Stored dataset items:

/---

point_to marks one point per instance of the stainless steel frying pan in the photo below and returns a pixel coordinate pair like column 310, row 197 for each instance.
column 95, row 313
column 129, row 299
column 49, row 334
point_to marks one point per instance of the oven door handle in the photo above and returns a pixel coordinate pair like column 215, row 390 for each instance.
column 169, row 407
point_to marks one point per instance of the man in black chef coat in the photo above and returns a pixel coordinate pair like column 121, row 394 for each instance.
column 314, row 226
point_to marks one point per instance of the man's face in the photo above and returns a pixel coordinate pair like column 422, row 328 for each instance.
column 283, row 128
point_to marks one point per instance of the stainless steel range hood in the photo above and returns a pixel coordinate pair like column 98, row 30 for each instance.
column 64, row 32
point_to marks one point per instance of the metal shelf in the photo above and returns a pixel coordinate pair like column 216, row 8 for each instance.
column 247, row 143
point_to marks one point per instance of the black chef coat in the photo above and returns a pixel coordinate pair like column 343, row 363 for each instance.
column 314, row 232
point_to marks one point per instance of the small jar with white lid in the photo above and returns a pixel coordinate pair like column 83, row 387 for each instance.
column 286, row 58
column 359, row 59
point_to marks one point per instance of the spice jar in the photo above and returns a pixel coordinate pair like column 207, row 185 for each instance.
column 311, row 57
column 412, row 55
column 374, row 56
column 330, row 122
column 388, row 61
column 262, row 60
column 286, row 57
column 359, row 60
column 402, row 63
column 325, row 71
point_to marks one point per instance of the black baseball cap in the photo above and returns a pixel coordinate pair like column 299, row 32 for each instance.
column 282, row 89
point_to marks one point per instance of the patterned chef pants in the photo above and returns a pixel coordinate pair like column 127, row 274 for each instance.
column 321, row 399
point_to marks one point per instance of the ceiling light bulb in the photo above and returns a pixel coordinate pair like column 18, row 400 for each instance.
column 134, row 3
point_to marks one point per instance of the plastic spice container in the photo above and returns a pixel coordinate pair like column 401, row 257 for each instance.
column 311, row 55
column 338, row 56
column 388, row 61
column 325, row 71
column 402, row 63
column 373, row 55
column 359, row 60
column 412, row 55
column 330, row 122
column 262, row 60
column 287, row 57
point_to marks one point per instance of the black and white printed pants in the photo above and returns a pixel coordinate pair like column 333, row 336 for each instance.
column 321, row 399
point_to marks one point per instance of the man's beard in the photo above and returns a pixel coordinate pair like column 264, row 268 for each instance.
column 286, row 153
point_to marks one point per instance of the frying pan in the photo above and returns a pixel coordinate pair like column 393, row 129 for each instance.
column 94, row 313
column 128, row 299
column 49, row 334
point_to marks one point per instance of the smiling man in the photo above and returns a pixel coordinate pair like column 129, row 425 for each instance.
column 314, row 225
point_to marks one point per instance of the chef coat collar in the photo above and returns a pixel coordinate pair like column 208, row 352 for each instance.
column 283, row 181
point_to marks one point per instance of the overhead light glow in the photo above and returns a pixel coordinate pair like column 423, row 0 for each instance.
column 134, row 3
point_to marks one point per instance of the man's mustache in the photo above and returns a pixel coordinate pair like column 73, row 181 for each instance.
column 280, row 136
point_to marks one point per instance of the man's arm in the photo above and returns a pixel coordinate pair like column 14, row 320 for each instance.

\---

• [WHAT YOU ARE ASKED TO DO]: The answer consists only of the lines from the one containing "point_to marks one point per instance of the chef" to the end of the records, each written out exactly.

• [WRITTEN ANSWER]:
point_to marks one point per instance of the chef coat collar in the photo above and returns a pixel coordinate pair like column 208, row 352 for each instance.
column 283, row 181
point_to marks one point per instance of the overhead light glow in the photo above and returns a pixel coordinate pair like column 423, row 0 for each instance.
column 134, row 3
point_to marks one point per instance of the man's mustache in the photo above and returns a pixel coordinate pair like column 73, row 181 for each instance.
column 280, row 136
point_to marks one point per instance of the man's arm in the photo above and returns a pixel coordinate pair like column 14, row 320 for each instance.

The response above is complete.